▸ SOURCE PASSAGE:
⟨

Other interesting information extracted from the book:

We have heard about possibly changing from drinking cow’s milk to goat’s milk especially for allergies, eczema, asthma etc.

Here is some information that you possible didn’t know:

Goat’s Milk

Goat’s milk has different properties to cow’s milk.

“Those with excess mucus would still want to be cautious in the use of goat’s milk, but it forms far less mucus than cow’s milk.

Goat’s milk is frequently considered an exception to man problems with dairy. Goats are usually healthy and clean and therefore are not normally given regular doses of antibiotics or other drugs.

The fat structure of their milk is much more digestible than that of cow’s milk; since it is already naturally homogenized, goat milk does not have to be mechanically homogenized.

Also, it is likely to be available raw.  Because goats that graze feely enjoy a large variety of leaves, grasses and herbs, their milk contains rich amounts of nutrients not found in cow’s milk.

⟩

▸ MATERIAL SHOWN:
⟨

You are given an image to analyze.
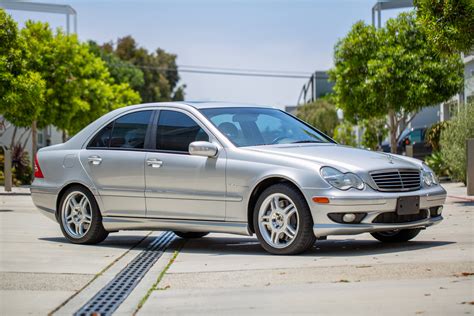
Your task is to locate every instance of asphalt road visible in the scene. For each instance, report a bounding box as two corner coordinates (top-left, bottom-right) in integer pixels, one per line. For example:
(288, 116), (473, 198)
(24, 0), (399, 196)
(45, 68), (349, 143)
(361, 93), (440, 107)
(0, 184), (474, 315)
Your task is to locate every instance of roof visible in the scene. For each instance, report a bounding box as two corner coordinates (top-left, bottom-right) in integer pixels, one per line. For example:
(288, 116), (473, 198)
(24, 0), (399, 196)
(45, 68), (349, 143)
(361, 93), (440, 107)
(180, 101), (272, 110)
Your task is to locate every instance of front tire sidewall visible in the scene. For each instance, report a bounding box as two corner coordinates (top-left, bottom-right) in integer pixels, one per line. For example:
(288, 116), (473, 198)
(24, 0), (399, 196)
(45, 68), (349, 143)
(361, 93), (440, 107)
(58, 186), (109, 244)
(253, 183), (316, 255)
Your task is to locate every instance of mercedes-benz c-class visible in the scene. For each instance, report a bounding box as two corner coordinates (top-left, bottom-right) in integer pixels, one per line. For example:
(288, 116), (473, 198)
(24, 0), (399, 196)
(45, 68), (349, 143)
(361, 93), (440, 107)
(31, 102), (446, 254)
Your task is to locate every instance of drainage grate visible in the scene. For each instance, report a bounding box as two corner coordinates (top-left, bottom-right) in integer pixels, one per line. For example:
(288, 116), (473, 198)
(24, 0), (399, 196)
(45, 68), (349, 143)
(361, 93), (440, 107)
(74, 232), (175, 316)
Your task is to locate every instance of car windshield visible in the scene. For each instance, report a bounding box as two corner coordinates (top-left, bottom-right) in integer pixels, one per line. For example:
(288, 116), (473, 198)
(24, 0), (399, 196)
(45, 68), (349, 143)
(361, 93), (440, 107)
(201, 107), (332, 147)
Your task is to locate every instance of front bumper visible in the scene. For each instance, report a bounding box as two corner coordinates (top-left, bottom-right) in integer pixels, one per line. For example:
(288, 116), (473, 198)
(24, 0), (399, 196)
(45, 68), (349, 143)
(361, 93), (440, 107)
(303, 185), (446, 237)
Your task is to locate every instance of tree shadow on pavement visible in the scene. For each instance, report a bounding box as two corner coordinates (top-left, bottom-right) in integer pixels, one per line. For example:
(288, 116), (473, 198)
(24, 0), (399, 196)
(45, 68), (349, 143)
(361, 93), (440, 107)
(38, 234), (154, 250)
(176, 235), (455, 257)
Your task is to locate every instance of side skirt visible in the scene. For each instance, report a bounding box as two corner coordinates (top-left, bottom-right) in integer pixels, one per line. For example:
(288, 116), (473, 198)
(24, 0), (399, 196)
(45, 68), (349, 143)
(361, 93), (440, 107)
(102, 216), (252, 236)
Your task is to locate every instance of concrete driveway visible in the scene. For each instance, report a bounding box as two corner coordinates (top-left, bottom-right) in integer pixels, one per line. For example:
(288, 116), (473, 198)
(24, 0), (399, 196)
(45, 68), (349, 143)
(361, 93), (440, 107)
(0, 184), (474, 315)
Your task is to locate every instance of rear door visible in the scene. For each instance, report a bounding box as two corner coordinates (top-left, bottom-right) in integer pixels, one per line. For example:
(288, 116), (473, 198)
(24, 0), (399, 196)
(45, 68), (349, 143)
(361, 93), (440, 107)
(80, 110), (153, 216)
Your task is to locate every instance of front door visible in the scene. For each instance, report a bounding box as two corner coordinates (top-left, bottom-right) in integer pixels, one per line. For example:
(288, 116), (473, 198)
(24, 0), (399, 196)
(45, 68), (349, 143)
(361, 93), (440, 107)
(145, 110), (226, 220)
(80, 110), (153, 217)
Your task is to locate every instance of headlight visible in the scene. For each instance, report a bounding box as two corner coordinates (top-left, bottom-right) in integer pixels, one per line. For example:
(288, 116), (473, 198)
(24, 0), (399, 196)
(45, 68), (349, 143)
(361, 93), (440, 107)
(421, 164), (438, 186)
(321, 167), (364, 190)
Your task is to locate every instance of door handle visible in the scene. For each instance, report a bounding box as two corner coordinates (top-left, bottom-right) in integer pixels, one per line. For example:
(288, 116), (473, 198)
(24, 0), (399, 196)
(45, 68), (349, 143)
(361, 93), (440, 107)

⟩

▸ EXERCISE DIRECTIONS: Can you copy out the passage above on goat's milk, word for word, between "Other interesting information" and "or other drugs.", inclusive?

▸ ANSWER BELOW:
Other interesting information extracted from the book:

We have heard about possibly changing from drinking cow’s milk to goat’s milk especially for allergies, eczema, asthma etc.

Here is some information that you possible didn’t know:

Goat’s Milk

Goat’s milk has different properties to cow’s milk.

“Those with excess mucus would still want to be cautious in the use of goat’s milk, but it forms far less mucus than cow’s milk.

Goat’s milk is frequently considered an exception to man problems with dairy. Goats are usually healthy and clean and therefore are not normally given regular doses of antibiotics or other drugs.